Return exactly the lines from the "Phrase: red carpet" line through the last line of the entries below. Include no pictures.

Source records:
------------------------

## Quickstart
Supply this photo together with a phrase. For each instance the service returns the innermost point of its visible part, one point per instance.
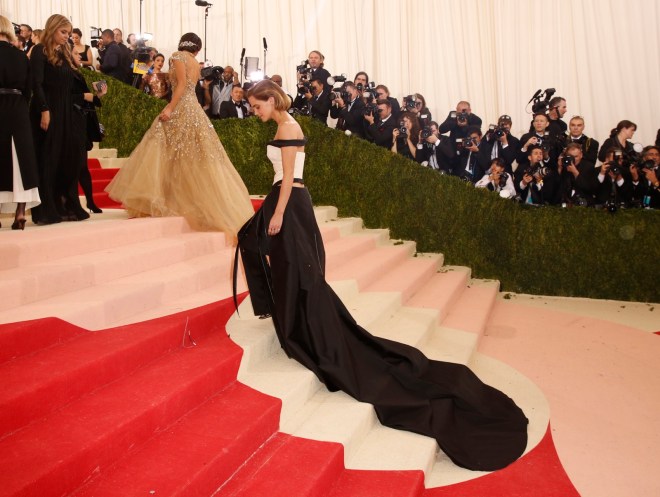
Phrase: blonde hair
(56, 54)
(7, 29)
(265, 89)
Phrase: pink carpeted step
(369, 266)
(288, 466)
(29, 337)
(197, 454)
(69, 239)
(64, 449)
(50, 378)
(441, 291)
(472, 309)
(408, 277)
(362, 483)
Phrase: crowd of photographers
(555, 163)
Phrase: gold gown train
(180, 168)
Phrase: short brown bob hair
(265, 89)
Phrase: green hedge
(549, 251)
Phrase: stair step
(62, 450)
(197, 454)
(442, 290)
(68, 239)
(355, 483)
(50, 378)
(286, 466)
(41, 281)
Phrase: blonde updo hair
(7, 29)
(265, 89)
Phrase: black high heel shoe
(18, 224)
(94, 208)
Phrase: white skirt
(8, 200)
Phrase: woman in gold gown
(180, 168)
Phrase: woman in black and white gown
(477, 426)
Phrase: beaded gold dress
(180, 168)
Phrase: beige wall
(603, 56)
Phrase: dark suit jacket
(228, 109)
(352, 120)
(380, 132)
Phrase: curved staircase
(159, 401)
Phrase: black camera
(371, 109)
(410, 102)
(537, 169)
(305, 87)
(213, 73)
(95, 36)
(542, 106)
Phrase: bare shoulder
(289, 130)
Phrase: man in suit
(576, 135)
(235, 107)
(26, 33)
(113, 62)
(500, 143)
(350, 112)
(380, 127)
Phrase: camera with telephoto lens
(503, 179)
(212, 73)
(542, 106)
(537, 169)
(410, 102)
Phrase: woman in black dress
(56, 124)
(477, 426)
(18, 166)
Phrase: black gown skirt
(476, 425)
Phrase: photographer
(113, 61)
(381, 126)
(613, 189)
(500, 143)
(534, 181)
(541, 138)
(382, 92)
(576, 135)
(498, 180)
(405, 136)
(348, 109)
(578, 177)
(314, 96)
(434, 150)
(458, 122)
(235, 107)
(215, 87)
(646, 178)
(473, 163)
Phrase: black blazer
(228, 109)
(380, 132)
(352, 120)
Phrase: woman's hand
(45, 120)
(165, 114)
(275, 224)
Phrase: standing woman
(84, 50)
(54, 124)
(18, 166)
(477, 426)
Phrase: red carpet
(140, 408)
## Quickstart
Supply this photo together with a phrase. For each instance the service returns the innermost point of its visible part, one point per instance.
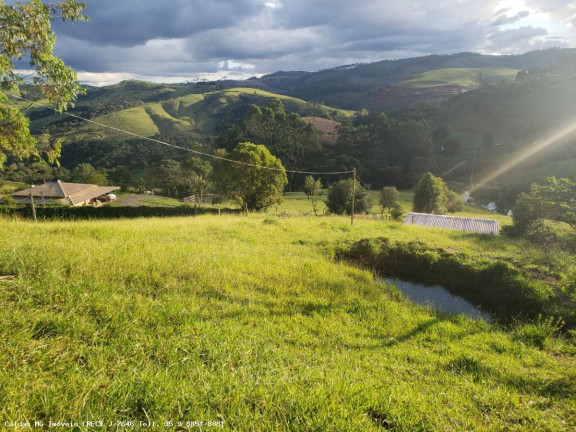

------------------------

■ WORKED SOLUTION ■
Phrase: red carpet
(140, 408)
## Quickstart
Supply this photo together with a phrase. For each instance the service returns the innermost point of its visible part, one point per instance.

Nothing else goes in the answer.